TAREA BREVE 1:
Disponga en una tabla Markdown, con las columnas n y Línea, las entradas desde su primera línea hasta la línea que contiene "xmin=142 ymin=155 xmax=241 ymax=297", ambas incluidas, y omita las líneas en blanco.

Quiero decir que a mí esto de la lectura me pilló demasiado mayor, con la
imaginación caducada, con la paciencia arrugada como una pasa, con la capacidad
de asombro abotargada.
Volviendo a lo de antes, lo que ya no sé es si
los futuristas querían pulirse todos los libros, o si elaboraron un particular
index librorum prohibitum. En ese caso deberían haber registrado este
De mecánica y alquimia de Juan Jacinto Muñoz Rengel, que contiene dentro
de sí suficiente material inflamable. Baste citar como ejemplo un relato que
recibe el nombre de “El libro de los instrumentos incendiarios”. Creo que
leyendo esta obra me han quemado las llamas neolíticas, me ha llegado ese placer
primigenio que se origina en la noche de los tiempos de la primera lectura
infantil/juvenil (la que nunca tuve). Creo además que esta colección de relatos
De mecánica y alquimia maniobra sabiamente sobre los resortes del
mecanismo del relato atemporal con unas dosis de inventiva en las tramas
impensable hasta ahora (o al menos hasta donde yo he leído). Eso no admite más
explicación, tendrán que leer el libro. Pero lo que sí sé decir es que agarra
unos temas archisabidos y manidos hasta el hartazgo (el tiempo, su imposible
dominio, el afán humano por gobernar al semejante y a la naturaleza, el tiempo
futurible...), les arma un esqueleto clásico en la forma, y saca un producto
totalmente distinto a partir de un soplo de aire sin viciar, de una descarada
modernidad, y de una fresca humanización de los personajes.

Entradas almacenadas
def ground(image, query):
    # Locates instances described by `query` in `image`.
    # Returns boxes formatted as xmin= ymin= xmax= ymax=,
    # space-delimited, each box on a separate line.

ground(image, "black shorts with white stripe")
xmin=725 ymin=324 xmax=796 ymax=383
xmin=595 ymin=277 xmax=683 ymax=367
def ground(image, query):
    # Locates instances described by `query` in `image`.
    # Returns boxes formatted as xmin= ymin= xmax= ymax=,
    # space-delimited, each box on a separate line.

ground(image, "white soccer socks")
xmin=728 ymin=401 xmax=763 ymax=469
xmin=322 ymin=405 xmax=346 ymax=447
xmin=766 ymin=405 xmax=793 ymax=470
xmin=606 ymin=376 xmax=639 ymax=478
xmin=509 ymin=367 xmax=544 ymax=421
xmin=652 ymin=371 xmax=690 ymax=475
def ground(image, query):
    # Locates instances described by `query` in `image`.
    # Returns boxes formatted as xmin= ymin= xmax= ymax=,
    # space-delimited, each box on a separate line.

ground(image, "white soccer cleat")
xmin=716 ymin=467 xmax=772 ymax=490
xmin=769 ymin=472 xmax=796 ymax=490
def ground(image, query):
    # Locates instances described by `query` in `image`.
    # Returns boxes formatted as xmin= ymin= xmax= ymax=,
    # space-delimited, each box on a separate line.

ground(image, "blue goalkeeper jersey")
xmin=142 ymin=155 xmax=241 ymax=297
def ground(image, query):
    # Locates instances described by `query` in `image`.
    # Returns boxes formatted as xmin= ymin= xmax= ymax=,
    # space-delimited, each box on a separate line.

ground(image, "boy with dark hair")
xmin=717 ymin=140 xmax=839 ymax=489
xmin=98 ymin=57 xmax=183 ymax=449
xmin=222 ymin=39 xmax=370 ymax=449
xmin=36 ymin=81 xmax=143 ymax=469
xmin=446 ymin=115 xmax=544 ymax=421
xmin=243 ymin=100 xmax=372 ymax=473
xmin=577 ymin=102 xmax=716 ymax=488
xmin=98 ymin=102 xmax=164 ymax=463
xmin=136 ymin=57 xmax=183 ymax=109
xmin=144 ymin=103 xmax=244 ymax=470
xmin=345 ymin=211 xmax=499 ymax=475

TAREA BREVE 2:
Prosiga la reseña sobre De mecánica y alquimia a partir de su última oración.

RESULTADO FINAL 1:
| n | Línea |
|---|---|
| 1 | def ground(image, query): |
| 2 |     # Locates instances described by `query` in `image`. |
| 3 |     # Returns boxes formatted as xmin= ymin= xmax= ymax=, |
| 4 |     # space-delimited, each box on a separate line. |
| 5 | ground(image, "black shorts with white stripe") |
| 6 | xmin=725 ymin=324 xmax=796 ymax=383 |
| 7 | xmin=595 ymin=277 xmax=683 ymax=367 |
| 8 | def ground(image, query): |
| 9 |     # Locates instances described by `query` in `image`. |
| 10 |     # Returns boxes formatted as xmin= ymin= xmax= ymax=, |
| 11 |     # space-delimited, each box on a separate line. |
| 12 | ground(image, "white soccer socks") |
| 13 | xmin=728 ymin=401 xmax=763 ymax=469 |
| 14 | xmin=322 ymin=405 xmax=346 ymax=447 |
| 15 | xmin=766 ymin=405 xmax=793 ymax=470 |
| 16 | xmin=606 ymin=376 xmax=639 ymax=478 |
| 17 | xmin=509 ymin=367 xmax=544 ymax=421 |
| 18 | xmin=652 ymin=371 xmax=690 ymax=475 |
| 19 | def ground(image, query): |
| 20 |     # Locates instances described by `query` in `image`. |
| 21 |     # Returns boxes formatted as xmin= ymin= xmax= ymax=, |
| 22 |     # space-delimited, each box on a separate line. |
| 23 | ground(image, "white soccer cleat") |
| 24 | xmin=716 ymin=467 xmax=772 ymax=490 |
| 25 | xmin=769 ymin=472 xmax=796 ymax=490 |
| 26 | def ground(image, query): |
| 27 |     # Locates instances described by `query` in `image`. |
| 28 |     # Returns boxes formatted as xmin= ymin= xmax= ymax=, |
| 29 |     # space-delimited, each box on a separate line. |
| 30 | ground(image, "blue goalkeeper jersey") |
| 31 | xmin=142 ymin=155 xmax=241 ymax=297 |

RESULTADO FINAL 2:
En el relato
ya citado, en el Toledo medieval de “El libro de los instrumentos incendiarios”,
Alí al Mustansir es “jefe de policía”, no su homónimo de aquel tiempo, término
que el autor seguro podría haber encontrado y usado sin dificultad a poco que
investigara la etimología de la palabra. Si la ambientación del relato es tan
completa y cuidada a qué viene un guiño como ese. Pues no se adivina, pero le da
un toque pinchoso, provocador, ligero, al relato. Y luego además esa especie de
sargento Colombo se pone bien cachondo mirando a Raqiyya, extrañamente moderna
para aquel tiempo, liberada hija del desaparecido escriba del rey que además le
va a acompañar en su investigación del misterioso suceso. Y en un momento dado
parece que estamos viendo en acción a Julia Roberts y Nick Nolte en
Me gustan
los líos. Pero a uno tanto se le da lo que parezca. Se encuentra a gusto
metido en ese torbellino queriendo que por nada del mundo le interrumpan la
lectura con el “papá quiero cenar” o que el teléfono suene con un comercial de
telefonía del otro lado; está en ascuas.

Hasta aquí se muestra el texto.